## Data to use:
[Start of Attachment]
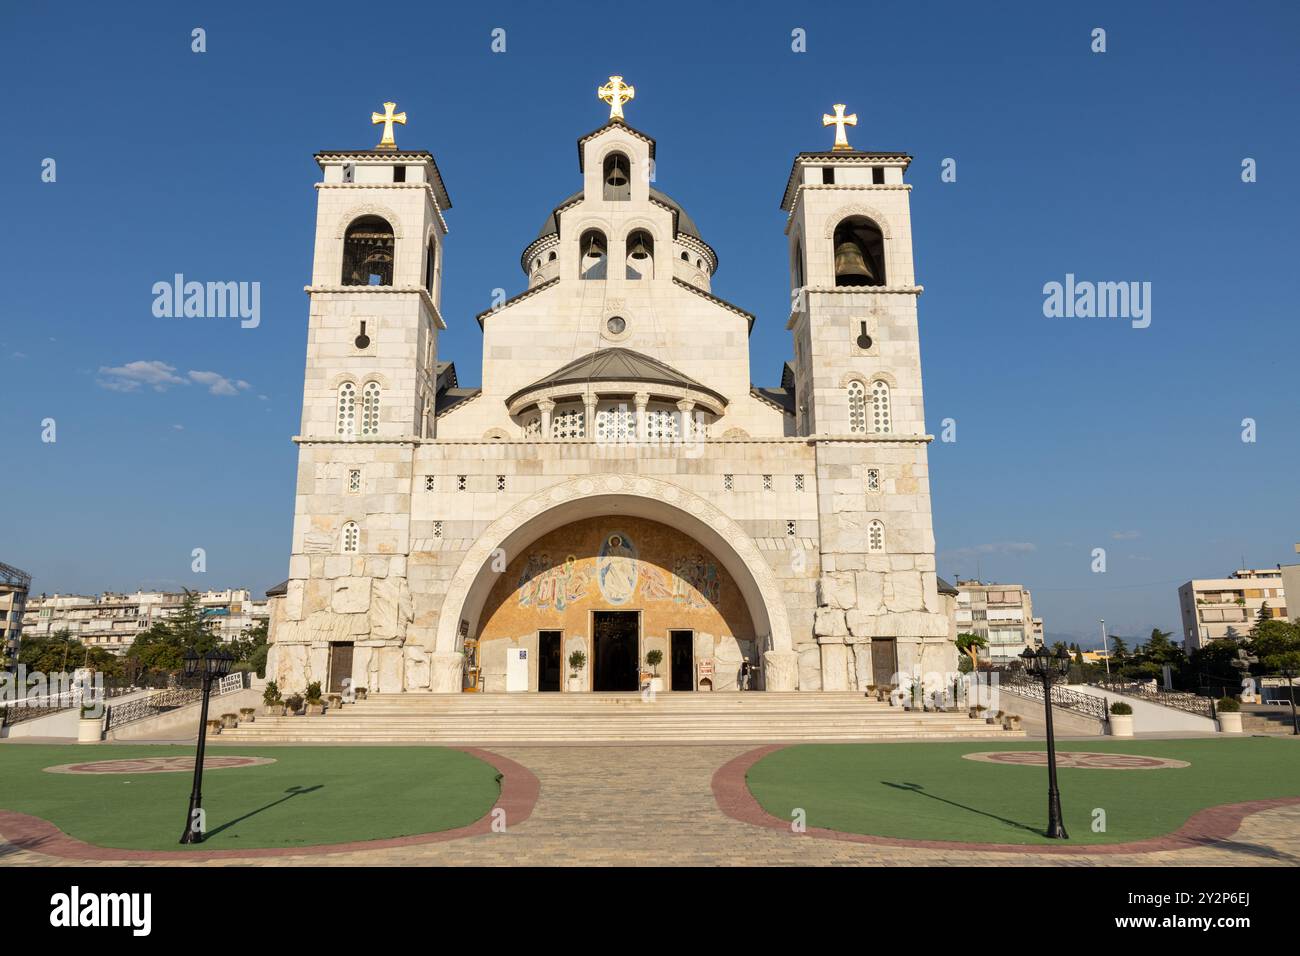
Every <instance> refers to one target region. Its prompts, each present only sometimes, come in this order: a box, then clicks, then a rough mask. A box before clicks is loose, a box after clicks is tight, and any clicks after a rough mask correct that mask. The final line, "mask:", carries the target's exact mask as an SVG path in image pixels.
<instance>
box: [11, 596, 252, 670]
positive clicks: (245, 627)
mask: <svg viewBox="0 0 1300 956" xmlns="http://www.w3.org/2000/svg"><path fill="white" fill-rule="evenodd" d="M195 596H196V597H198V598H199V606H200V607H201V610H203V615H204V617H205V618H208V619H209V620H212V622H213V628H214V630H216V632H217V635H218V636H220V639H221V640H222V641H231V640H234V639H237V637H239V636H240V635H243V633H244V632H246V631H248V630H251V628H252V627H255V626H256V624H257V623H259V622H261V620H265V619H266V618H268V609H266V601H265V600H263V601H257V600H253V597H252V592H250V591H248V589H247V588H227V589H224V591H203V592H196V593H195ZM183 602H185V594H183V593H181V592H165V591H136V592H134V593H131V594H118V593H113V592H104V593H103V594H40V596H36V597H31V598H29V600H27V609H26V615H25V618H23V624H22V627H23V631H25V633H26V635H27V636H29V637H31V636H35V635H42V636H43V635H52V633H57V632H59V631H68V632H69V633H70V635H72V636H73V637H75V639H77V640H79V641H81V643H82V644H86V645H88V646H94V648H103V649H104V650H108V652H109V653H113V654H122V653H125V652H126V650H127V648H130V646H131V644H134V643H135V637H136V635H140V633H144V631H147V630H148V628H149V627H151V626H152V624H155V623H156V622H160V620H165V619H166V618H169V617H172V615H173V614H175V613H177V611H178V610H179V609H181V606H182V605H183Z"/></svg>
[End of Attachment]
## Work to be completed:
Reproduce the entries from their start through the line containing "positive clicks: (245, 627)", putting "points" in place of each "clicks" and changing nothing else. Leave the picture out.

## Result for this exercise:
Every <instance> refers to one target region. Its prompts, each present only sometimes, come in this order: a box, then points, then a rough mask. A box before points is loose, a box after points is tight, and any points after a rough mask correct that mask. The final line, "mask:", carries the target's exact mask as an SVG path in image pixels.
<instance>
box: [11, 596, 252, 670]
positive points: (245, 627)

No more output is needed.